## [Task to carry out]
Leave out the pictures and copy each record below exactly.

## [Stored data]
┌──

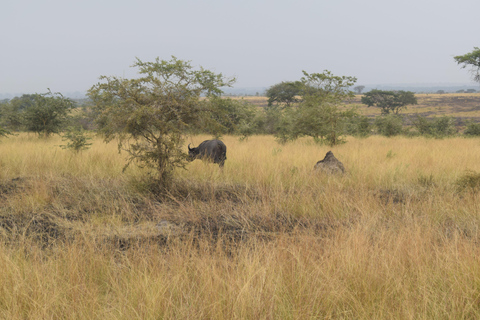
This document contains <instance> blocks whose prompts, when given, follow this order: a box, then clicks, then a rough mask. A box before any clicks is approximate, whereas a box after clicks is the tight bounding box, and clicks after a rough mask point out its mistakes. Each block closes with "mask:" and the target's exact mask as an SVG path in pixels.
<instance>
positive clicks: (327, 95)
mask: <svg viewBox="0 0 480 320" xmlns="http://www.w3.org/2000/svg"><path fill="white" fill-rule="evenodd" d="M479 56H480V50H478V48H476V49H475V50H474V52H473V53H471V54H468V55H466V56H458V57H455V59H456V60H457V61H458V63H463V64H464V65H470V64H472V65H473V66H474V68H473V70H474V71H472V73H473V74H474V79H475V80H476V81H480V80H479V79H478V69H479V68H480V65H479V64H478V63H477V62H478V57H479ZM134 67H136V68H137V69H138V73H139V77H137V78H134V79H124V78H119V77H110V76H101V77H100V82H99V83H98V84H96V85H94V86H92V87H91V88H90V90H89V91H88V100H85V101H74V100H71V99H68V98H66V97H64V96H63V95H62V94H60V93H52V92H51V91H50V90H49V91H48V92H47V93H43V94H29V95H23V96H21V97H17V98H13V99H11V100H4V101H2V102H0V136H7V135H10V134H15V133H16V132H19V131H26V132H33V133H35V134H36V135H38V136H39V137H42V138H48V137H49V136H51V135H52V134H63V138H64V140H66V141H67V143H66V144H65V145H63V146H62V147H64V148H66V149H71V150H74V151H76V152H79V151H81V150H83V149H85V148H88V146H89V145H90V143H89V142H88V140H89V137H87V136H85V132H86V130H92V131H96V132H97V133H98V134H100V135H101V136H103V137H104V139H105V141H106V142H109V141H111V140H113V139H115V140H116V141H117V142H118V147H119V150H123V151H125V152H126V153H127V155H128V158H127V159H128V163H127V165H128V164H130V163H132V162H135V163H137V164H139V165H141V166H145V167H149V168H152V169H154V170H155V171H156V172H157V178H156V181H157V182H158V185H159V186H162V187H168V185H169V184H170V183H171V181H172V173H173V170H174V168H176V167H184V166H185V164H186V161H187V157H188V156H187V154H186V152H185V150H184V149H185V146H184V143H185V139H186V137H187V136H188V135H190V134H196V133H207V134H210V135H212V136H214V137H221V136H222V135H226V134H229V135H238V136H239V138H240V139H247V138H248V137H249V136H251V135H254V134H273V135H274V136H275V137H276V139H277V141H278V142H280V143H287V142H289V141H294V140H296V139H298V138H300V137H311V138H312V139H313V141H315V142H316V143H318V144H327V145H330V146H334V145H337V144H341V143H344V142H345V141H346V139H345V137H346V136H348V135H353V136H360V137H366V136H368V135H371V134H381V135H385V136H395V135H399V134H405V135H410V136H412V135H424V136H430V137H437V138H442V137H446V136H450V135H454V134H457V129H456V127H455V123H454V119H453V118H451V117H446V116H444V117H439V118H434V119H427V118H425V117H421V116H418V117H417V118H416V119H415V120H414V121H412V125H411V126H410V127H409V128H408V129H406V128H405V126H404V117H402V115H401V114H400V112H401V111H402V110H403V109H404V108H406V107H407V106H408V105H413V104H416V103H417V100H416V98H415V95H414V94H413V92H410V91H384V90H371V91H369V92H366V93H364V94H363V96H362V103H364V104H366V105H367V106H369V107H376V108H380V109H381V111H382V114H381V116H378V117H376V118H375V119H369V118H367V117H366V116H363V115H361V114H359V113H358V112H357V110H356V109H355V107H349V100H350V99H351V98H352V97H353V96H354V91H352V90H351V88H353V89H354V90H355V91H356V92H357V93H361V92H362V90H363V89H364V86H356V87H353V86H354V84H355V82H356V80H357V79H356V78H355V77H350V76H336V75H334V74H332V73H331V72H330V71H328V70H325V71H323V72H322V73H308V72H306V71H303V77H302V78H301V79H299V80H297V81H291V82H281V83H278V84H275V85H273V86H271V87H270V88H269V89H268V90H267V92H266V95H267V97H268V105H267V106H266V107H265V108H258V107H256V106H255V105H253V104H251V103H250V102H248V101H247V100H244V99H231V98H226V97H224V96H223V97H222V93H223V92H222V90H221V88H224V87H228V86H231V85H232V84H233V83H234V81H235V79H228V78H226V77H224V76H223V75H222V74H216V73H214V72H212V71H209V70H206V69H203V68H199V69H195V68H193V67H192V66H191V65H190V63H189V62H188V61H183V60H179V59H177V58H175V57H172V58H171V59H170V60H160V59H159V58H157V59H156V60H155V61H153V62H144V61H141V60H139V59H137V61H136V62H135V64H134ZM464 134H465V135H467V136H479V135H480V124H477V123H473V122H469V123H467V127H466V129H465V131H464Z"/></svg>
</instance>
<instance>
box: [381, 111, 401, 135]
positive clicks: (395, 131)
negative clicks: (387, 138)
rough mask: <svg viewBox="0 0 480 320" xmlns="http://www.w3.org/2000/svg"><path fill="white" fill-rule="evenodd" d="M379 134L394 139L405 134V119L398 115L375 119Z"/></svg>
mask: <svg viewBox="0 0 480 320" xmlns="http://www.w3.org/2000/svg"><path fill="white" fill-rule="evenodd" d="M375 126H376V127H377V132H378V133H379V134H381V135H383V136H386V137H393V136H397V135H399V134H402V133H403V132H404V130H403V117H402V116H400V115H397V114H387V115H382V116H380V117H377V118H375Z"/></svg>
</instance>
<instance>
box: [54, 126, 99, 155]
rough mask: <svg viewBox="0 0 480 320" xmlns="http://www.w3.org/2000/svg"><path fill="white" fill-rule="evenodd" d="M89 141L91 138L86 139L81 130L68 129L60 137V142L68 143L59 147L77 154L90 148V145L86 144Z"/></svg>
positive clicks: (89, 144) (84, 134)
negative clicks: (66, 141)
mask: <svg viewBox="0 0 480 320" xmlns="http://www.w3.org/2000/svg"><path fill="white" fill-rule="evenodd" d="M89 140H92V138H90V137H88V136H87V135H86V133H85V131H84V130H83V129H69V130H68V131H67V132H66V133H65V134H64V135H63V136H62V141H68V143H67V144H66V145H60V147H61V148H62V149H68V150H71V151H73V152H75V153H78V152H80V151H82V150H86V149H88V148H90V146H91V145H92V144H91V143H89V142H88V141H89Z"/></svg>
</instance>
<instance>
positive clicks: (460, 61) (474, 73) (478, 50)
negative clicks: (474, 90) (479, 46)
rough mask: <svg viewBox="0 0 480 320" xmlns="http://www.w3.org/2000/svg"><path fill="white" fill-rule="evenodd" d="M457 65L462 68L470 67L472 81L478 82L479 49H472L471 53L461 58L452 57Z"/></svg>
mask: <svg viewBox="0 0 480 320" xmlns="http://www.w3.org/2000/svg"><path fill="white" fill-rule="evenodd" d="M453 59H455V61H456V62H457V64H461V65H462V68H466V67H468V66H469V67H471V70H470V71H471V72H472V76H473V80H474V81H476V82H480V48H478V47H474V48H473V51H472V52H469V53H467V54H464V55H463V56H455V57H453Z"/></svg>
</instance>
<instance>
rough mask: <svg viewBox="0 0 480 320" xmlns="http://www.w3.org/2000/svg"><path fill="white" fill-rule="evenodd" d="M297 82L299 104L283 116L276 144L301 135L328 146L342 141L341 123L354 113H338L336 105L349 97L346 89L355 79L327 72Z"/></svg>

└──

## [Result]
This document contains <instance> blocks whose prompts, when given, follow this order: a box, then clicks, then a rough mask. A box before any clicks is approximate, whereas a box after clicks is the tight bounding box, and clicks after a rough mask point out its mistakes. Each block closes with "mask:" and the target's exact mask as an SVG path in pixels.
<instance>
positive clicks: (327, 95)
mask: <svg viewBox="0 0 480 320" xmlns="http://www.w3.org/2000/svg"><path fill="white" fill-rule="evenodd" d="M479 56H480V50H478V48H476V49H475V50H474V52H473V53H471V54H468V55H466V56H458V57H455V59H456V60H457V61H458V63H463V64H464V65H470V64H472V65H473V66H474V68H473V70H474V71H472V73H473V74H474V79H475V80H476V81H480V80H479V79H478V69H479V68H480V65H479V64H478V63H477V62H478V57H479ZM134 67H136V68H137V69H138V73H139V77H137V78H134V79H124V78H119V77H110V76H101V77H100V82H99V83H98V84H96V85H94V86H92V87H91V88H90V90H89V91H88V100H85V101H74V100H71V99H68V98H66V97H64V96H63V95H62V94H60V93H52V92H51V91H50V90H49V91H48V92H47V93H43V94H29V95H23V96H21V97H17V98H13V99H11V100H4V101H2V102H0V136H7V135H10V134H15V133H16V132H19V131H26V132H33V133H35V134H36V135H38V136H39V137H42V138H48V137H49V136H51V135H52V134H63V138H64V140H66V141H67V143H66V144H65V145H63V146H62V147H64V148H66V149H71V150H74V151H76V152H79V151H81V150H83V149H85V148H88V146H89V145H90V143H89V142H88V140H89V137H87V136H85V132H86V130H92V131H96V132H97V133H98V134H100V135H101V136H103V137H104V139H105V141H106V142H109V141H111V140H113V139H115V140H116V141H117V142H118V147H119V150H123V151H125V152H126V153H127V155H128V158H127V159H128V163H127V165H128V164H130V163H132V162H135V163H137V164H139V165H141V166H145V167H149V168H152V169H154V170H155V171H156V172H157V178H156V181H157V182H158V185H159V186H162V187H168V185H169V184H170V183H171V181H172V173H173V170H174V168H176V167H184V166H185V164H186V161H187V157H188V156H187V154H186V152H185V150H184V149H185V146H184V143H185V139H186V137H187V136H188V135H190V134H196V133H207V134H210V135H212V136H214V137H221V136H222V135H226V134H229V135H238V136H239V138H240V139H247V138H248V137H249V136H251V135H254V134H273V135H274V136H275V137H276V139H277V141H278V142H280V143H287V142H289V141H294V140H296V139H298V138H300V137H311V138H312V139H313V141H315V142H316V143H318V144H327V145H330V146H334V145H337V144H341V143H344V142H345V141H346V139H345V137H346V136H348V135H353V136H360V137H366V136H368V135H371V134H381V135H385V136H395V135H399V134H405V135H410V136H412V135H424V136H430V137H437V138H442V137H446V136H450V135H454V134H457V129H456V127H455V123H454V119H453V118H451V117H446V116H444V117H439V118H434V119H427V118H425V117H421V116H418V117H417V118H416V119H415V120H414V121H412V125H411V126H410V127H409V128H408V129H406V128H405V126H404V117H402V115H401V114H400V112H401V111H402V110H403V109H404V108H406V107H407V106H408V105H413V104H416V103H417V100H416V98H415V95H414V94H413V92H410V91H384V90H371V91H369V92H366V93H364V94H363V96H362V103H364V104H366V105H367V106H369V107H376V108H380V109H381V111H382V114H381V116H378V117H376V118H375V119H369V118H367V117H366V116H363V115H361V114H359V113H358V112H357V110H356V109H355V107H349V100H350V99H351V98H352V97H353V96H354V91H352V90H351V88H353V89H354V90H355V91H356V92H357V93H361V92H362V90H363V89H364V86H356V87H353V86H354V84H355V82H356V80H357V79H356V78H355V77H350V76H336V75H334V74H332V73H331V72H330V71H328V70H325V71H323V72H322V73H308V72H306V71H303V77H302V78H301V79H299V80H297V81H291V82H281V83H278V84H275V85H273V86H271V87H270V88H269V89H268V90H267V92H266V95H267V97H268V105H267V106H266V107H265V108H258V107H256V106H255V105H253V104H251V103H250V102H248V101H247V100H244V99H231V98H226V97H224V96H223V97H222V93H223V92H222V90H221V88H224V87H228V86H231V85H232V84H233V83H234V81H235V79H228V78H226V77H224V76H223V75H222V74H216V73H214V72H212V71H209V70H206V69H203V68H199V69H195V68H193V67H192V66H191V65H190V63H189V62H188V61H183V60H179V59H177V58H175V57H172V58H171V59H170V60H160V59H159V58H157V59H156V60H155V61H153V62H144V61H141V60H139V59H137V61H136V62H135V64H134ZM464 134H465V135H467V136H479V135H480V124H477V123H473V122H469V123H467V127H466V129H465V131H464Z"/></svg>
</instance>
<instance>
box: [381, 111, 401, 135]
positive clicks: (395, 131)
negative clicks: (387, 138)
rough mask: <svg viewBox="0 0 480 320" xmlns="http://www.w3.org/2000/svg"><path fill="white" fill-rule="evenodd" d="M379 134L394 139L405 134V119L398 115L375 119Z"/></svg>
mask: <svg viewBox="0 0 480 320" xmlns="http://www.w3.org/2000/svg"><path fill="white" fill-rule="evenodd" d="M375 126H376V127H377V132H378V133H379V134H381V135H383V136H386V137H393V136H397V135H399V134H402V133H403V132H404V130H403V117H402V116H400V115H397V114H387V115H382V116H380V117H377V118H375Z"/></svg>
</instance>
<instance>
box: [54, 126, 99, 155]
rough mask: <svg viewBox="0 0 480 320" xmlns="http://www.w3.org/2000/svg"><path fill="white" fill-rule="evenodd" d="M89 141L91 138L86 139L81 130L68 129L60 137V142L68 143L59 147L77 154L90 148V145L86 144Z"/></svg>
positive clicks: (89, 144) (84, 134)
negative clicks: (66, 141)
mask: <svg viewBox="0 0 480 320" xmlns="http://www.w3.org/2000/svg"><path fill="white" fill-rule="evenodd" d="M89 140H92V138H90V137H88V136H87V135H86V133H85V131H84V130H83V129H69V130H68V131H67V132H66V133H65V134H64V135H63V136H62V141H68V143H67V144H66V145H60V147H61V148H62V149H68V150H71V151H73V152H75V153H78V152H80V151H82V150H86V149H88V148H90V146H91V145H92V144H91V143H89V142H88V141H89Z"/></svg>
</instance>
<instance>
positive clicks: (460, 61) (474, 73) (478, 50)
negative clicks: (474, 90) (479, 46)
rough mask: <svg viewBox="0 0 480 320" xmlns="http://www.w3.org/2000/svg"><path fill="white" fill-rule="evenodd" d="M457 65L462 68L470 67L472 81L478 82L479 49H472L471 53L461 58L452 57Z"/></svg>
mask: <svg viewBox="0 0 480 320" xmlns="http://www.w3.org/2000/svg"><path fill="white" fill-rule="evenodd" d="M453 59H455V61H456V62H457V64H461V65H462V68H466V67H468V66H469V67H471V70H470V71H471V72H472V76H473V80H474V81H476V82H480V48H478V47H474V48H473V51H472V52H469V53H467V54H464V55H463V56H455V57H453Z"/></svg>
</instance>
<instance>
rough mask: <svg viewBox="0 0 480 320" xmlns="http://www.w3.org/2000/svg"><path fill="white" fill-rule="evenodd" d="M297 82L299 104L283 116L276 144L301 135L328 146L342 141L341 123L354 113H338L336 105L349 97L346 89L355 79L327 72Z"/></svg>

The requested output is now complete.